## Consigna 1
Según la crónica «El feo», ¿cuántos años hacía que había muerto Edmundo Rivero el día en que se compró el CD?
## Consigna 2
Extrae de la crónica «El feo» el fragmento comprendido entre "Entré a oír" y "se ensanchó Independencia.", ambos incluidos.
## Consigna 3
Prosigue la crónica sobre Edmundo Rivero a partir de su última oración.

## Texto fuente
------------------------------------------------------------

El feo
por Ana Larravide
Iba por la
calle Serrano hoy, a una cuadra de la placita Cortázar (barrio encantador, con
muchas casas bajas convertidas en tiendas, cafecitos, veredas arboladas) y
en la esquina de una librería-disquería sonaba la voz de Edmundo Rivero.
Entré a oír
más, mirando libros. Terminé por comprar el CD. Trae Araca la cana, La mariposa, Tú, Cafetín
de Buenos Aires y otros de los años 50. "Lo
compra justo hoy que hace veinte años que murió el maestro" me dijo el de
la disquería. Y pensé que entonces hacía ya tantos años que lo entrevisté a
Rivero (mi primera entrevista al venir a vivir a Buenos Aires) una noche antes
de que empezara su espectáculo. El Viejo Almacén está en la esquina de
Independencia y Balcarce, reducido a la mitad desde que se ensanchó Independencia.

------------------------------------------------------------

## Extracto de datos

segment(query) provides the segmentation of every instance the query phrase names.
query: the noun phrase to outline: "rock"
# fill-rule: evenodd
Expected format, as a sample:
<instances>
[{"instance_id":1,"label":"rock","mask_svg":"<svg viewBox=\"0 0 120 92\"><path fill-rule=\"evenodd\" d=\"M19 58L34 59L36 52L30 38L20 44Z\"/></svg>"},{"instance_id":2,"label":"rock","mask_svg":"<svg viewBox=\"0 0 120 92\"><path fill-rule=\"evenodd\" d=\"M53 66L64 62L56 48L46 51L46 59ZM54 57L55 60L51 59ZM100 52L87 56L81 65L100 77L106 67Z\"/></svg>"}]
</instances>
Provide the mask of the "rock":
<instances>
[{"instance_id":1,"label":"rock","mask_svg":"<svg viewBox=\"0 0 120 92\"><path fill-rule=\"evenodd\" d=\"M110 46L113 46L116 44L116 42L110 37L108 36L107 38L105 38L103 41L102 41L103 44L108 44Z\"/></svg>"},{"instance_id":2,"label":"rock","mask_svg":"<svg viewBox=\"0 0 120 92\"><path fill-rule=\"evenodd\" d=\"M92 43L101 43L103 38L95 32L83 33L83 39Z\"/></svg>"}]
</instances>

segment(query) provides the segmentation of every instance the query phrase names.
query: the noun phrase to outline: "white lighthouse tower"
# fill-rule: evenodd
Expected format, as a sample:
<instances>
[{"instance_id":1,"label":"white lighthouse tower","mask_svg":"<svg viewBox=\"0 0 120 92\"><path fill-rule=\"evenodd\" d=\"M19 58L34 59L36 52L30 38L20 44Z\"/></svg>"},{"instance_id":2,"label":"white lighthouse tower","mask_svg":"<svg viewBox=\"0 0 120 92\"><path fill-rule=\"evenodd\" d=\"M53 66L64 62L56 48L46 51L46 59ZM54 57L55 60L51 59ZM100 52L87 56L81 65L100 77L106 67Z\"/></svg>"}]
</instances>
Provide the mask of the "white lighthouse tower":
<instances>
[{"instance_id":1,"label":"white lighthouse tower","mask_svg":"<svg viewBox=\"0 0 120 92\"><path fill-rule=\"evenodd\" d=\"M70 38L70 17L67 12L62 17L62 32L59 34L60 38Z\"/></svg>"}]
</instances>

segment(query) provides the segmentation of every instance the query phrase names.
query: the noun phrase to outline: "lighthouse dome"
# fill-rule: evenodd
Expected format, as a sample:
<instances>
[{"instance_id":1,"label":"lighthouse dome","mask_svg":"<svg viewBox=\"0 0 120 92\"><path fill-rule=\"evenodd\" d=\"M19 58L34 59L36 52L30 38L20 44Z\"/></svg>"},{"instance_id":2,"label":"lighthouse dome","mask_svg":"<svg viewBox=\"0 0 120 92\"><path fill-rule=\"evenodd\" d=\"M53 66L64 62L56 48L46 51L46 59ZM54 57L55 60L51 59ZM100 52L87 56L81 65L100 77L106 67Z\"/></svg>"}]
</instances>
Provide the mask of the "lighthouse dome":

------------------------------------------------------------

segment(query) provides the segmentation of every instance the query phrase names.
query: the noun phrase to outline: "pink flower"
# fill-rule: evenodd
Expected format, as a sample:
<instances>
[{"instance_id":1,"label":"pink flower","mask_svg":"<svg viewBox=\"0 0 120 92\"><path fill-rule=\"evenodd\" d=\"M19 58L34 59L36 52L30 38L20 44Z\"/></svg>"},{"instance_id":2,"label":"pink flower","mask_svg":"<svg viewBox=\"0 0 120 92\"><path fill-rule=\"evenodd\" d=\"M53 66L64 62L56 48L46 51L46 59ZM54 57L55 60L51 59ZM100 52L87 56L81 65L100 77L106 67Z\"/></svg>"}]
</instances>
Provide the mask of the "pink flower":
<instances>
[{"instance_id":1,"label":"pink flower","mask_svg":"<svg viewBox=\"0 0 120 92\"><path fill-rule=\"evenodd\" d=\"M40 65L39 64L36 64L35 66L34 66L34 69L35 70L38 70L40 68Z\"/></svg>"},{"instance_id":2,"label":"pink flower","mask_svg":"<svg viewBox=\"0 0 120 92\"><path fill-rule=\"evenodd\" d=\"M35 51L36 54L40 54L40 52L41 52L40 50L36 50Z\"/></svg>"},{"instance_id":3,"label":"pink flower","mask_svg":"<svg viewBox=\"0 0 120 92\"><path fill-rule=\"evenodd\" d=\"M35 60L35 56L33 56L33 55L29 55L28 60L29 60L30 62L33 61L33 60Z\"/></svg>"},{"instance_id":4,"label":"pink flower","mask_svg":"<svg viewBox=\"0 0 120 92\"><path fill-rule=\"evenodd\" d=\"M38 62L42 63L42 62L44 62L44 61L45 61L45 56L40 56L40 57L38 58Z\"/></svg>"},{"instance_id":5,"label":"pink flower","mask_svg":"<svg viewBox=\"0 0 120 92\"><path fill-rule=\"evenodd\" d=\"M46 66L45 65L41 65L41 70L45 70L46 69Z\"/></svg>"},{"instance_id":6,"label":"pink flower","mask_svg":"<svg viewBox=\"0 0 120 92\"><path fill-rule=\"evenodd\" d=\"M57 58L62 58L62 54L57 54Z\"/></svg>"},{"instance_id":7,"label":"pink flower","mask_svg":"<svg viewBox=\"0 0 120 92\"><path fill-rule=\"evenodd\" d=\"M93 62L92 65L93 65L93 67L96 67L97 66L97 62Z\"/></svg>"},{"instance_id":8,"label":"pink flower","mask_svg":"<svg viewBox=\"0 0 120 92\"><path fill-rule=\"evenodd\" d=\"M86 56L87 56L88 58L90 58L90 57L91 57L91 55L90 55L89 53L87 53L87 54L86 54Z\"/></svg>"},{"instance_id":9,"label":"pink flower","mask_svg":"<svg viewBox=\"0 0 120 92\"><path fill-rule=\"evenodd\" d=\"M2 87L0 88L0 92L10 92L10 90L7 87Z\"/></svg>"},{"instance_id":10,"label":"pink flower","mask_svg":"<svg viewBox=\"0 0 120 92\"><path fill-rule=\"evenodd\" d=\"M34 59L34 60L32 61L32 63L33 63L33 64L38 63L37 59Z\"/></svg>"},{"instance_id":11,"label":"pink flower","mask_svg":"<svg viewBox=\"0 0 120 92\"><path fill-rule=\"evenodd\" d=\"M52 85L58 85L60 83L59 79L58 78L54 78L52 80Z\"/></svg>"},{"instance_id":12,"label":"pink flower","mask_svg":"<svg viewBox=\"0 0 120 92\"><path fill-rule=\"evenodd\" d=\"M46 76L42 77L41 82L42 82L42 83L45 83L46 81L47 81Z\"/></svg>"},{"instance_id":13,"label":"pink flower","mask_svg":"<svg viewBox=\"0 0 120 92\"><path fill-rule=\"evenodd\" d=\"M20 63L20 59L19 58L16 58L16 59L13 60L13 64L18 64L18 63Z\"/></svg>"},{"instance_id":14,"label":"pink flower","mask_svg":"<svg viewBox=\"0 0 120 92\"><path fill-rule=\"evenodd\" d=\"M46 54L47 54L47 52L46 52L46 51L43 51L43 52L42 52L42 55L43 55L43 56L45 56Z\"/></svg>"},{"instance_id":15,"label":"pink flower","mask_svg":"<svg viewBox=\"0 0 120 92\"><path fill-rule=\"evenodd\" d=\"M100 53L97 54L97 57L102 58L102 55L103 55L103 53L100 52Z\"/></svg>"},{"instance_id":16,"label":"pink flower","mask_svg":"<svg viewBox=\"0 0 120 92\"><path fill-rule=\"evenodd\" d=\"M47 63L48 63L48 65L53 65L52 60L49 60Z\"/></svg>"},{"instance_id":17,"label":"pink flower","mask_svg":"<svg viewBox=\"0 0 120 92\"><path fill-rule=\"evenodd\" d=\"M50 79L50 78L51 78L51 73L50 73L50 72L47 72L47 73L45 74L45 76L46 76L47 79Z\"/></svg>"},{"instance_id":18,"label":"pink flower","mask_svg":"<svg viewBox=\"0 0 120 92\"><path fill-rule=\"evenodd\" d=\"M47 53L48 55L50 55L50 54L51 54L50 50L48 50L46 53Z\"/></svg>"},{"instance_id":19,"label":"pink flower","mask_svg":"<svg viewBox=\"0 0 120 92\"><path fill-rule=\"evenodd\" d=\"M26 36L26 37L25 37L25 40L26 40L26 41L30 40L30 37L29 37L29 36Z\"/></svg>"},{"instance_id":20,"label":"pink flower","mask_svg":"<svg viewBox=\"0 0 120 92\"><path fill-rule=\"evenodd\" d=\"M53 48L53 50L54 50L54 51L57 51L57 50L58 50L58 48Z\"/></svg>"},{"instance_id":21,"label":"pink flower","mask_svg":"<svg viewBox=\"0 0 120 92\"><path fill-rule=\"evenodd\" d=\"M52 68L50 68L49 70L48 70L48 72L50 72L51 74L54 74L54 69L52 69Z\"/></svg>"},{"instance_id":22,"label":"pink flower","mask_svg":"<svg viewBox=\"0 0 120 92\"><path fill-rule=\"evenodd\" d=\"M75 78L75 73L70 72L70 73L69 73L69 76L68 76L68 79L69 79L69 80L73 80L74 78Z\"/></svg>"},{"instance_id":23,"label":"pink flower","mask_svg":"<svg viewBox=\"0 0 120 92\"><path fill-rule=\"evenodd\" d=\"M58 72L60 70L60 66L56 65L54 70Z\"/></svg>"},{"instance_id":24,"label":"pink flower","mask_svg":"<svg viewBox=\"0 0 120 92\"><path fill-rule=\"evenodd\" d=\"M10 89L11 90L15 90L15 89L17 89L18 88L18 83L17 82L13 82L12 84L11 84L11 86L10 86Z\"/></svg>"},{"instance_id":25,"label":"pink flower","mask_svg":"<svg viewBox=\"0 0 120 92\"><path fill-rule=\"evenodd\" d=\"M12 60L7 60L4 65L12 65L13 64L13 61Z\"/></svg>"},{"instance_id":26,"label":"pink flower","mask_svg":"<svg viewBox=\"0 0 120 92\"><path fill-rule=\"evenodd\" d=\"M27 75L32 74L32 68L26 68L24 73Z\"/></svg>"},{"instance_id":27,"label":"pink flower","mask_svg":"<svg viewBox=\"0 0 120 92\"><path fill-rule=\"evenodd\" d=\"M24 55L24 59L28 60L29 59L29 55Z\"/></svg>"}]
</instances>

------------------------------------------------------------

## Respuesta 1
Veinte años.

## Respuesta 2
Entré a oír
más, mirando libros. Terminé por comprar el CD. Trae Araca la cana, La mariposa, Tú, Cafetín
de Buenos Aires y otros de los años 50. "Lo
compra justo hoy que hace veinte años que murió el maestro" me dijo el de
la disquería. Y pensé que entonces hacía ya tantos años que lo entrevisté a
Rivero (mi primera entrevista al venir a vivir a Buenos Aires) una noche antes
de que empezara su espectáculo. El Viejo Almacén está en la esquina de
Independencia y Balcarce, reducido a la mitad desde que se ensanchó Independencia.

## Respuesta 3
Tampoco era muy grande cuando entré aquella noche. Los mozos se aconsejaban
unos a otros números para jugar a la quiniela. Rivero me recibió en una
oficinita, arriba, donde casi parecía no entrar, con su cara de totem y sus
manos inmensas. Qué hombre tan parco. Yo me había imaginado una charla llena de
anécdotas, fluida, pero nada: había que sonsacarle las frases de a una. Y
ninguna tenía más de seis palabras. Cuando mencionó un viaje a Japón ¡qué
alivio! pensé que por fin hablaría de corrido cinco minutos:
- ¿Y cómo fue,
ese viaje a Japón? - pregunté, feliz.
- Me
contrataron y fui a Japón.
Punto. Como si
lo hubieran contratado en San Antonio de Areco. Qué desesperación. Pero, aunque
no se extendió sobre Japón, dijo otras cosas, muy lindas, como que había que
entrenar la voz todos los días (el nunca salía a escena sin vocalizar antes;
nunca). Y que las chicas que se presentaban allí para que él juzgara
su voz siempre iban con la madre o con un novio, que las ponderaba.
"¿Vio que color de voz, qué fraseo?".
Me acuerdo de
sus ademanes elegantes, que quedaban torpes por su tamaño de king
kong pero mantenían como una gracia interna a pesar de todo. Un caballero.
Cuando
concluimos la nota me dijo si quería quedarme al espectáculo y me quedé al
comienzo.
- ¿Que le
gustaría que cante?
- El último
organito.
- ¡Pero cómo
no!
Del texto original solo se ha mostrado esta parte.